- **Dataset**:
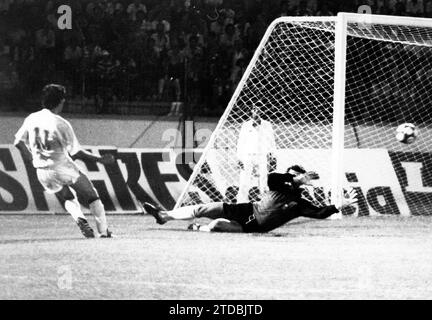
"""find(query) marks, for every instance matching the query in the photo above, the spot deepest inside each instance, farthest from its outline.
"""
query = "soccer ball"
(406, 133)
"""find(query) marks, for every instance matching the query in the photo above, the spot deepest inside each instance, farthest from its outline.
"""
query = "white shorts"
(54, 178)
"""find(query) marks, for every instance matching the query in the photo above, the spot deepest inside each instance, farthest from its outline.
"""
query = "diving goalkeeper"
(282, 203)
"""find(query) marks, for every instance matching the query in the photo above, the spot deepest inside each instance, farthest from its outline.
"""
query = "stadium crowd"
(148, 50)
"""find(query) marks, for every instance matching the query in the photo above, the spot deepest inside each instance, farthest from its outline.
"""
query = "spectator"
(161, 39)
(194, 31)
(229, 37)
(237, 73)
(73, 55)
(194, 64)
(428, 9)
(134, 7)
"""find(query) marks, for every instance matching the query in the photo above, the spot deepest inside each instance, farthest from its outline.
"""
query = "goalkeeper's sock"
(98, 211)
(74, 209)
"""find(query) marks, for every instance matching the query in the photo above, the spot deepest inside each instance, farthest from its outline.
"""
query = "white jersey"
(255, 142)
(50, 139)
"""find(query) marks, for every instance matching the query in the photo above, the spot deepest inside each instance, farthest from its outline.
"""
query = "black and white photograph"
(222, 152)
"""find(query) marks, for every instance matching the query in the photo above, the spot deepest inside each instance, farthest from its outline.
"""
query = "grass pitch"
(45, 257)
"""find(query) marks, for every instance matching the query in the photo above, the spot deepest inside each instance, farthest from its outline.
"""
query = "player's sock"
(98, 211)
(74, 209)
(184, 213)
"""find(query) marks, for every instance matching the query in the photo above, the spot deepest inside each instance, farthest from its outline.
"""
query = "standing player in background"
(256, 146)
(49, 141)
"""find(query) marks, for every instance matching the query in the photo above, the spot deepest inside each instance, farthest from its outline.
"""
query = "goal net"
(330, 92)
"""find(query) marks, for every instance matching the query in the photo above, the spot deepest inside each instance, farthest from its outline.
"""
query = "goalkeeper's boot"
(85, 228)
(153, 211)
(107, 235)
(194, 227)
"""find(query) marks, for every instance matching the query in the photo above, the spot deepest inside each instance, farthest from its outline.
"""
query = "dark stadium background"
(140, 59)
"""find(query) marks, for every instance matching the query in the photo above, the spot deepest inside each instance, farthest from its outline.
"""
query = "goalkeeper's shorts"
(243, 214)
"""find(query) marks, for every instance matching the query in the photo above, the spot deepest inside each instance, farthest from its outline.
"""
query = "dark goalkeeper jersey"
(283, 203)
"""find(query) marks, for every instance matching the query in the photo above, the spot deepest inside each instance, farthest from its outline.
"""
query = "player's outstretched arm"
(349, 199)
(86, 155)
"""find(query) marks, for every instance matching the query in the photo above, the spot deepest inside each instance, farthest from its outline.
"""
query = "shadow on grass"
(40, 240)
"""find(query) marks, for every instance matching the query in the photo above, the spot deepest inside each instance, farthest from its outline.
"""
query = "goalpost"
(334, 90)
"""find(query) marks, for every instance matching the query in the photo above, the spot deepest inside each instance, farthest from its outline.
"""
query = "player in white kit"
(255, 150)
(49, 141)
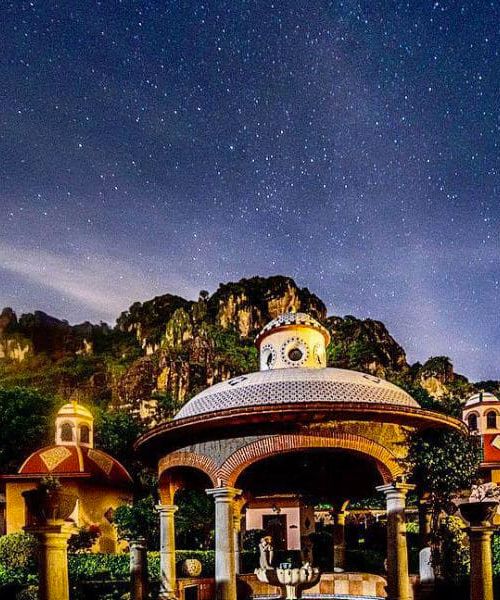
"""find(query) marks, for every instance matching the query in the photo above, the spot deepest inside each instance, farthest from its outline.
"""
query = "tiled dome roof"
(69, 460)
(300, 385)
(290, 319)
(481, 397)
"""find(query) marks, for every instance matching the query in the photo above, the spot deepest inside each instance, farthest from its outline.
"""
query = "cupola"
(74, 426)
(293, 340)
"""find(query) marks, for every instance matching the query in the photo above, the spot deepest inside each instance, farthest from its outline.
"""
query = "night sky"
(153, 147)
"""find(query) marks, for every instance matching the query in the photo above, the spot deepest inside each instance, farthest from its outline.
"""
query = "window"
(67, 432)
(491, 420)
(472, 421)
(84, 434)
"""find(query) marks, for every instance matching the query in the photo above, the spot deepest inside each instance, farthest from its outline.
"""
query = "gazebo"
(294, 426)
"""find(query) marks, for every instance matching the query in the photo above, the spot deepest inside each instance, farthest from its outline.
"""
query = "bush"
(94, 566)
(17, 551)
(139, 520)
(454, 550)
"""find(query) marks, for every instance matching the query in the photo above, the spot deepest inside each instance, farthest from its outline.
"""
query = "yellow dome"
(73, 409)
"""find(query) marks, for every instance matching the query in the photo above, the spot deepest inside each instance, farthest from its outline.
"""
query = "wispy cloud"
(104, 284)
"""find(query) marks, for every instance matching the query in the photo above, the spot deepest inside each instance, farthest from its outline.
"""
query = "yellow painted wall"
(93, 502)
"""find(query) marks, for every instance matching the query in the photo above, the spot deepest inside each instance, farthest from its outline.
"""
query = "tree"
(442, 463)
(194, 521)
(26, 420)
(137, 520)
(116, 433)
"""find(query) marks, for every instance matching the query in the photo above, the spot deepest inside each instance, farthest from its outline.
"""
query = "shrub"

--

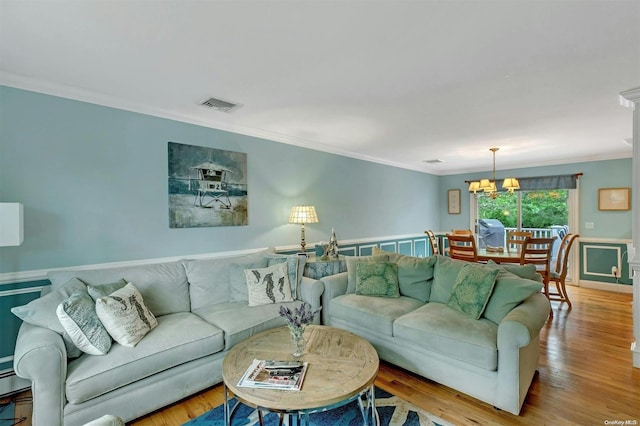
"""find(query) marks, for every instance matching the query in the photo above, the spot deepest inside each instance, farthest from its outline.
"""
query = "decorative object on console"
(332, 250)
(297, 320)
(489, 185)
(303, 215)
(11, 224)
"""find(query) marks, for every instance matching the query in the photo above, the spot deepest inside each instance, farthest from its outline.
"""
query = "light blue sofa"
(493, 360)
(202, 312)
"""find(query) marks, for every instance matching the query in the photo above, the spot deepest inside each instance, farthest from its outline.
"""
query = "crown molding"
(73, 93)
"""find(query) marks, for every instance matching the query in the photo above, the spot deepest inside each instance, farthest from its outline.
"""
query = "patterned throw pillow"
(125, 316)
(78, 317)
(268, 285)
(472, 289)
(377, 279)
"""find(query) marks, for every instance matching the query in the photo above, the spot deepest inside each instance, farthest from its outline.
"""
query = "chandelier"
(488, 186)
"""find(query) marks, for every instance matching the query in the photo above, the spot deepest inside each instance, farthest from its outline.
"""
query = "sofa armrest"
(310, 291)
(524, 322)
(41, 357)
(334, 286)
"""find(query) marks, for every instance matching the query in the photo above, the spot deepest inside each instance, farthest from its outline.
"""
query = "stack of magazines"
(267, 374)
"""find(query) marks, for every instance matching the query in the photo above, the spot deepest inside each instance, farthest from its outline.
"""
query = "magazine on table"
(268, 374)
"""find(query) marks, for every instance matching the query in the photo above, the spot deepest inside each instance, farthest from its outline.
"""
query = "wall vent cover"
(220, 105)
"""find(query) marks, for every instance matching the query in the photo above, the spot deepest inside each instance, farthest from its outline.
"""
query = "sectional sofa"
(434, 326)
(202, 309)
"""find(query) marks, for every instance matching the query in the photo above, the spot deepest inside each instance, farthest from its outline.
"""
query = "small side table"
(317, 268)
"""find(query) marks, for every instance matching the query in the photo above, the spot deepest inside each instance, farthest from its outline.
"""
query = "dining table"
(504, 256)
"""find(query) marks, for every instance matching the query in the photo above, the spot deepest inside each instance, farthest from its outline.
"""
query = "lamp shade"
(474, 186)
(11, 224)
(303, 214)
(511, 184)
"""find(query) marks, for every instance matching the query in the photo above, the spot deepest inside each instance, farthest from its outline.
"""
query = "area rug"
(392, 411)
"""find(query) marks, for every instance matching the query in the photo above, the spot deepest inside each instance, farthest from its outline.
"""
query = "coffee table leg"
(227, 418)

- **Objective**:
How many lines in the records above contain the string "white"? Reply with the number alone.

- **Written solution**:
4